Document passage.
[start]

Metadata-Version: 2.4
Name: topometry-nosc
Version: 0.3.0
Summary: An independently maintained, heavily modified fork of TopOMetry: geometry-first topological dimensionality reduction and manifold learning.
Project-URL: Homepage, https://github.com/HauserGroup/topometryNoSC
Project-URL: Repository, https://github.com/HauserGroup/topometryNoSC
Project-URL: Issues, https://github.com/HauserGroup/topometryNoSC/issues
Project-URL: Changelog, https://github.com/HauserGroup/topometryNoSC/blob/master/CHANGELOG.md
Project-URL: Original project, https://github.com/davisidarta/topometry
Author-email: "J. Madsen" <jsmadsen@sund.ku.dk>
Maintainer-email: "J. Madsen" <jsmadsen@sund.ku.dk>
License-Expression: MIT
License-File: LICENSE
License-File: licenses/UMAP-LEARN-LICENSE.txt
Keywords: diffusion-maps,dimensionality-reduction,machine-learning,manifold-learning,single-cell,spectral-clustering,spectral-embedding,topology,tsne,umap
Classifier: Development Status :: 3 - Alpha
Classifier: Intended Audience :: Developers
Classifier: Intended Audience :: Science/Research
Classifier: Operating System :: OS Independent
Classifier: Programming Language :: Python :: 3
Classifier: Programming Language :: Python :: 3.10
Classifier: Programming Language :: Python :: 3.11
Classifier: Programming Language :: Python :: 3.12
Classifier: Programming Language :: Python :: 3.13
Classifier: Topic :: Scientific/Engineering
Classifier: Topic :: Scientific/Engineering :: Artificial Intelligence
Classifier: Topic :: Scientific/Engineering :: Bio-Informatics
Classifier: Topic :: Scientific/Engineering :: Information Analysis
Classifier: Topic :: Scientific/Engineering :: Mathematics
Classifier: Topic :: Scientific/Engineering :: Visualization
Classifier: Typing :: Typed
Requires-Python: >=3.10
Requires-Dist: joblib>=1.3
Requires-Dist: matplotlib>=3.6
Requires-Dist: numba>=0.57
Requires-Dist: numpy>=1.23
Requires-Dist: pandas>=1.5
Requires-Dist: scikit-learn>=1.2
Requires-Dist: scipy>=1.9
Requires-Dist: umap-learn>=0.5.8
Provides-Extra: all
Requires-Dist: hnswlib>=0.8.0; extra == 'all'
Requires-Dist: pacmap>=0.9.1; extra == 'all'
Requires-Dist: pyamg>=5.3.0; extra == 'all'
Requires-Dist: pymde>=0.1; extra == 'all'
Requires-Dist: trimap>=1.1; extra == 'all'
Provides-Extra: amg
Requires-Dist: pyamg>=5.3.0; extra == 'amg'
Provides-Extra: ann
Requires-Dist: hnswlib>=0.8.0; extra == 'ann'
Provides-Extra: layouts
Requires-Dist: pacmap>=0.9.1; extra == 'layouts'
Requires-Dist: pymde>=0.1; extra == 'layouts'
Requires-Dist: trimap>=1.1; extra == 'layouts'
Description-Content-Type: text/markdown

[![License: MIT](https://img.shields.io/badge/License-MIT-yellow.svg)](https://opensource.org/licenses/MIT)

[end]

Exercise. What is the minimum Python version that the package metadata above requires?

Records.
[start]

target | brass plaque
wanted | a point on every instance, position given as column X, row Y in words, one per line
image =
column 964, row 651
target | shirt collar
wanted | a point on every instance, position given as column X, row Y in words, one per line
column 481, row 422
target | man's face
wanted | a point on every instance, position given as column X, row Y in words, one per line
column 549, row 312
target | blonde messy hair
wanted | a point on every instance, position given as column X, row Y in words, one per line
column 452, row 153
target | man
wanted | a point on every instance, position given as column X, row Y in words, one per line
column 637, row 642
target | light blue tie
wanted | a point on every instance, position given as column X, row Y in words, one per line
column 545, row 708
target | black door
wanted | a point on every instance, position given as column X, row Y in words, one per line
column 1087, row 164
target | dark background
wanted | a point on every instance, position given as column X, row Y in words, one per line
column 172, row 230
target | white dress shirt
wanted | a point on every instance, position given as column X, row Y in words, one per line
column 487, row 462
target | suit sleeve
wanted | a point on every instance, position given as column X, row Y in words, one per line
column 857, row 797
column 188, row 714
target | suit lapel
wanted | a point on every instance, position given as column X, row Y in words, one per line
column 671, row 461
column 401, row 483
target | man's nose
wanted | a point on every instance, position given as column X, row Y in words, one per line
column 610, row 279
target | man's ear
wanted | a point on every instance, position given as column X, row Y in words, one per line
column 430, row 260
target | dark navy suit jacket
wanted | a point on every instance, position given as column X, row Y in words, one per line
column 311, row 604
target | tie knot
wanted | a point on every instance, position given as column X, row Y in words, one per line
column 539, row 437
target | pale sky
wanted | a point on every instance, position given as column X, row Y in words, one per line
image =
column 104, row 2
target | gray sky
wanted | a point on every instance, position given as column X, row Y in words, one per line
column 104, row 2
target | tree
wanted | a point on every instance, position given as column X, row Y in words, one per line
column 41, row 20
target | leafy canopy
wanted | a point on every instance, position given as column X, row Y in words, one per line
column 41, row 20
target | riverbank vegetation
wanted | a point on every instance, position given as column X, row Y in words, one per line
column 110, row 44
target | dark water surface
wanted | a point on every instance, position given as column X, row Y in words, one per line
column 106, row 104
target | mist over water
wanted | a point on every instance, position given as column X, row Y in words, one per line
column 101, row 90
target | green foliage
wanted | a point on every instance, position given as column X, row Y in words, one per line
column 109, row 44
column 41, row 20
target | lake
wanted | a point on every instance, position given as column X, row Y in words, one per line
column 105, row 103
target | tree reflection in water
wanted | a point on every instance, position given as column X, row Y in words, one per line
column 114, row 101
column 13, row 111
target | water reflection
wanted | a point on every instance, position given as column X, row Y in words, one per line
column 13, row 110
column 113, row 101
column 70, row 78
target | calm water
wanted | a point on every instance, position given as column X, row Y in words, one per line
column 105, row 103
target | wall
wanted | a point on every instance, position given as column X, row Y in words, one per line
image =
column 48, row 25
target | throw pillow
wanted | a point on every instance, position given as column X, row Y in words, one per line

[end]

Task answer. Python 3.10 or later (>=3.10).